[START Data records]

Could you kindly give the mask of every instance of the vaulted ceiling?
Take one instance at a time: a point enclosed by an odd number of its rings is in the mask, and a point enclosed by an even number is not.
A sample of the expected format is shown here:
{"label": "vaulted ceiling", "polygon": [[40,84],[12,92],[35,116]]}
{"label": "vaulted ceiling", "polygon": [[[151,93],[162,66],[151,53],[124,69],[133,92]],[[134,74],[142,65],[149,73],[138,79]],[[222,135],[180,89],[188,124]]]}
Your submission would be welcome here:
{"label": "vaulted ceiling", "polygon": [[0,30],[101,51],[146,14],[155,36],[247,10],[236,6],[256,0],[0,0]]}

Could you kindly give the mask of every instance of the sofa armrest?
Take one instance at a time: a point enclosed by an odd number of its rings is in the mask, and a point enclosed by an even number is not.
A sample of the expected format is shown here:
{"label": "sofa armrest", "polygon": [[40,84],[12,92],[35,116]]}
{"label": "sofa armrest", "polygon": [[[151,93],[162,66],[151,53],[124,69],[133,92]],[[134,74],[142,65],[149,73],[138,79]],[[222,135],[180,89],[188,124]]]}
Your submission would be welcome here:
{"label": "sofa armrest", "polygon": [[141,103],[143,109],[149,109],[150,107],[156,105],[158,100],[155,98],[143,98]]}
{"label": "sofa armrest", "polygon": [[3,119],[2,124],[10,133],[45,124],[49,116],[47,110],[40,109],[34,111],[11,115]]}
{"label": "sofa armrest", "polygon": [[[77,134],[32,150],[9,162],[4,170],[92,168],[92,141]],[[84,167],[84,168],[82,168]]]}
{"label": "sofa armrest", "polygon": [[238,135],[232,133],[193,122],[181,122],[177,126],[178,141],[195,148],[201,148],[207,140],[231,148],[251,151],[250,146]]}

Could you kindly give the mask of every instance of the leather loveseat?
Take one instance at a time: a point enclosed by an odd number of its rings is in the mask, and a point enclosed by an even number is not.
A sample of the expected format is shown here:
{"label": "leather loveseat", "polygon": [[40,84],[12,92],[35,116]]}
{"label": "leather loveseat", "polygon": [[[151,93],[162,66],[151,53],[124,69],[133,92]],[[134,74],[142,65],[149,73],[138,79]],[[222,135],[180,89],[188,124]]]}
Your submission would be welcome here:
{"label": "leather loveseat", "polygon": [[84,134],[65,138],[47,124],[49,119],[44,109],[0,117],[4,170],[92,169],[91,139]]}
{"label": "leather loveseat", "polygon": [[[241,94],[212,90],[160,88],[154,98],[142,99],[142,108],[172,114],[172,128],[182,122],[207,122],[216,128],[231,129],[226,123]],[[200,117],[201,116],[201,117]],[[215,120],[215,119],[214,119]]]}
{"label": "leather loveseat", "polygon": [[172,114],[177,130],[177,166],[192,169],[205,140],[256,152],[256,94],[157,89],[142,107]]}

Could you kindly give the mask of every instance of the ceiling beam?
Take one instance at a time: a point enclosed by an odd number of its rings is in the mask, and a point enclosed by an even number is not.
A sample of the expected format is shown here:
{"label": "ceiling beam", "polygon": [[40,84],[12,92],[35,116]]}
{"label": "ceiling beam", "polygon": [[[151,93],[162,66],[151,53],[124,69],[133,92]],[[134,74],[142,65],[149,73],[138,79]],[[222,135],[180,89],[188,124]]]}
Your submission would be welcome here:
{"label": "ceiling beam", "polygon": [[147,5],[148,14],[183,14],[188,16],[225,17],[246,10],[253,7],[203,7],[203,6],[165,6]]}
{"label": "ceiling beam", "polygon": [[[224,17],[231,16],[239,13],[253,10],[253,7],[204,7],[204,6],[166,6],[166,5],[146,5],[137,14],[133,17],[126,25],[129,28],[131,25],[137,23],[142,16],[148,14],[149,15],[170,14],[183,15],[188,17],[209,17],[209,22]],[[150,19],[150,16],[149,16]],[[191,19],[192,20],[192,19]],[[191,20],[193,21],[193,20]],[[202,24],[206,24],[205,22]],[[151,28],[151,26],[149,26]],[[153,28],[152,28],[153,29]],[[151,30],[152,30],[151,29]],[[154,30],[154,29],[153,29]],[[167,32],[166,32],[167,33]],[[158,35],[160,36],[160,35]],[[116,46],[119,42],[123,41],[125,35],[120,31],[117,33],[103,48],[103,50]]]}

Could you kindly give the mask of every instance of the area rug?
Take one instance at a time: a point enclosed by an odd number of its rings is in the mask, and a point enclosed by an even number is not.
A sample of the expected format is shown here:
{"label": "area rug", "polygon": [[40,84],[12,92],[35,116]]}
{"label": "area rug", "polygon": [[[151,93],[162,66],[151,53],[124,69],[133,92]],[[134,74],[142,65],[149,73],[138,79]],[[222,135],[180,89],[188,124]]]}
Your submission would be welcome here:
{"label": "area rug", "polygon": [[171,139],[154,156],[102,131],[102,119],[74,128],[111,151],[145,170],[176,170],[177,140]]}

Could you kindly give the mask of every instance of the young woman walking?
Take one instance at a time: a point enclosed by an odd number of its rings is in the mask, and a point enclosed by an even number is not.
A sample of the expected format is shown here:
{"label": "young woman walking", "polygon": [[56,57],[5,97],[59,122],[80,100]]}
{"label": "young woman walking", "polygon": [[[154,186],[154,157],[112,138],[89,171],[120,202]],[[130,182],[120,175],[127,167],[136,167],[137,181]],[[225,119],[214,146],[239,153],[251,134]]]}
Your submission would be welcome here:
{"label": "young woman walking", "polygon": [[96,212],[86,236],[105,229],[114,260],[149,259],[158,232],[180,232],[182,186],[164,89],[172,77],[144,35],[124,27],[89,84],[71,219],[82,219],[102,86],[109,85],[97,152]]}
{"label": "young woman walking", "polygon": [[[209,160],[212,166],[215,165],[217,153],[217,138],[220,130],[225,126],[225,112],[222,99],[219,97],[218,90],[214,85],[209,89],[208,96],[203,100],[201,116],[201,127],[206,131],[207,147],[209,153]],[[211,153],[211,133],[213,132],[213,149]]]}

[END Data records]

▶ **Exercise details**
Every entry above should be retyped exactly as shown.

▶ **Task result**
Could you kindly give the mask of every instance of the vaulted ceiling?
Take one instance at a time: a point enclosed by an odd number of its rings is in the mask, and a point enclosed by an even number is not.
A sample of the expected format is shown here:
{"label": "vaulted ceiling", "polygon": [[40,84],[12,92],[35,116]]}
{"label": "vaulted ceiling", "polygon": [[[151,93],[162,66],[151,53],[124,69],[133,92]],[[134,74],[142,65],[149,73],[138,79]],[[222,135],[180,89],[188,124]]]}
Your submission would be welcome here:
{"label": "vaulted ceiling", "polygon": [[0,30],[101,51],[146,14],[155,36],[247,10],[236,6],[256,0],[0,0]]}

Could you kindly give the mask of every instance of the sofa armrest?
Take one instance at a time: a point enclosed by an odd number of its rings is in the mask, and a point enclosed by an even number is not.
A sample of the expected format is shown here:
{"label": "sofa armrest", "polygon": [[40,84],[12,92],[35,116]]}
{"label": "sofa armrest", "polygon": [[[151,93],[162,66],[151,53],[124,69],[133,92]],[[134,74],[142,65],[149,73],[138,79]],[[222,135],[180,89],[188,124]]]}
Your submission would be welcome here:
{"label": "sofa armrest", "polygon": [[141,103],[143,109],[149,109],[150,107],[156,105],[158,100],[155,98],[143,98]]}
{"label": "sofa armrest", "polygon": [[3,119],[2,124],[10,133],[45,124],[49,116],[47,110],[40,109],[34,111],[11,115]]}
{"label": "sofa armrest", "polygon": [[[77,134],[32,150],[9,162],[4,170],[92,168],[92,141]],[[84,167],[84,168],[82,168]]]}
{"label": "sofa armrest", "polygon": [[238,135],[232,133],[193,122],[181,122],[177,126],[178,141],[195,148],[201,148],[207,140],[231,148],[251,151],[250,146]]}

Could you kindly give the mask of every instance of the leather loveseat?
Take one instance at a time: a point enclosed by an odd number of its rings is in the mask, and a point enclosed by an even number is not.
A sample of the expected format is shown here:
{"label": "leather loveseat", "polygon": [[40,84],[12,92],[35,116]]}
{"label": "leather loveseat", "polygon": [[[151,93],[162,66],[151,53],[124,69],[133,92]],[[134,74],[142,65],[149,73],[138,79]],[[222,135],[180,89],[188,124]]]}
Your submission would be welcome here:
{"label": "leather loveseat", "polygon": [[84,134],[65,138],[47,124],[49,119],[44,109],[0,117],[4,170],[92,169],[91,139]]}
{"label": "leather loveseat", "polygon": [[[241,94],[212,90],[160,88],[154,98],[142,99],[142,108],[172,114],[172,128],[182,122],[207,122],[216,128],[231,129],[226,123]],[[200,117],[201,116],[201,117]],[[215,120],[215,119],[214,119]]]}
{"label": "leather loveseat", "polygon": [[172,114],[177,130],[177,166],[192,169],[205,140],[256,152],[256,94],[157,89],[142,107]]}

Could you kindly give the mask of every instance of the ceiling beam?
Take one instance at a time: a point enclosed by an odd number of its rings is in the mask, and a point enclosed by an even number is not.
A sample of the expected format is shown here:
{"label": "ceiling beam", "polygon": [[40,84],[12,92],[35,116]]}
{"label": "ceiling beam", "polygon": [[[151,93],[162,66],[151,53],[124,69],[133,92]],[[134,74],[142,65],[149,73],[138,79]],[[222,135],[180,89],[188,124]]]}
Your submission would be welcome here:
{"label": "ceiling beam", "polygon": [[147,5],[148,14],[183,14],[188,16],[225,17],[246,10],[253,7],[203,7],[203,6],[165,6]]}
{"label": "ceiling beam", "polygon": [[[224,17],[231,16],[239,13],[253,10],[253,7],[204,7],[204,6],[166,6],[166,5],[146,5],[137,14],[133,17],[126,25],[129,28],[131,25],[137,23],[142,16],[148,14],[149,15],[170,14],[183,15],[188,17],[209,17],[209,22]],[[150,19],[150,16],[149,16]],[[191,19],[192,20],[192,19]],[[191,20],[193,21],[193,20]],[[202,24],[206,24],[205,22]],[[151,28],[151,26],[149,26]],[[153,28],[152,28],[153,29]],[[151,30],[152,30],[151,29]],[[154,30],[154,29],[153,29]],[[167,32],[166,32],[167,33]],[[158,35],[160,36],[160,35]],[[116,46],[119,42],[123,41],[125,35],[120,31],[117,33],[103,48],[103,50]]]}

Could you kindly give the mask of every instance of the area rug?
Take one instance at a time: a point enclosed by an odd number of its rings is in the mask, and a point enclosed by an even number is not.
A sample of the expected format is shown here:
{"label": "area rug", "polygon": [[40,84],[12,92],[35,116]]}
{"label": "area rug", "polygon": [[[151,93],[162,66],[151,53],[124,69],[133,92]],[[134,74],[142,65],[149,73],[138,79]],[[222,135],[180,89],[188,124]]]}
Your submission would be welcome here:
{"label": "area rug", "polygon": [[171,139],[154,156],[102,131],[102,119],[74,128],[111,151],[145,170],[176,170],[177,140]]}

Could you kindly give the mask of every instance of the young woman walking?
Take one instance at a time: a point enclosed by an odd number of its rings is in the mask, and a point enclosed by an even number is not.
A sample of the expected format is shown here:
{"label": "young woman walking", "polygon": [[56,57],[5,97],[59,122],[80,100]]}
{"label": "young woman walking", "polygon": [[[154,186],[154,157],[112,138],[89,171],[120,202]],[[130,182],[120,175],[127,167],[136,167],[137,181]],[[225,119],[214,146],[239,153],[251,134]]]}
Your submission would be welcome here:
{"label": "young woman walking", "polygon": [[96,212],[86,236],[105,229],[114,260],[149,259],[158,232],[180,232],[182,186],[164,89],[172,77],[144,35],[124,27],[89,84],[71,219],[82,219],[102,86],[109,85],[97,152]]}
{"label": "young woman walking", "polygon": [[[209,160],[212,166],[215,165],[217,153],[217,138],[220,130],[225,126],[225,112],[222,99],[219,97],[218,90],[214,85],[209,89],[208,96],[203,100],[201,116],[201,127],[206,131],[207,147],[209,153]],[[211,153],[211,133],[213,132],[213,149]]]}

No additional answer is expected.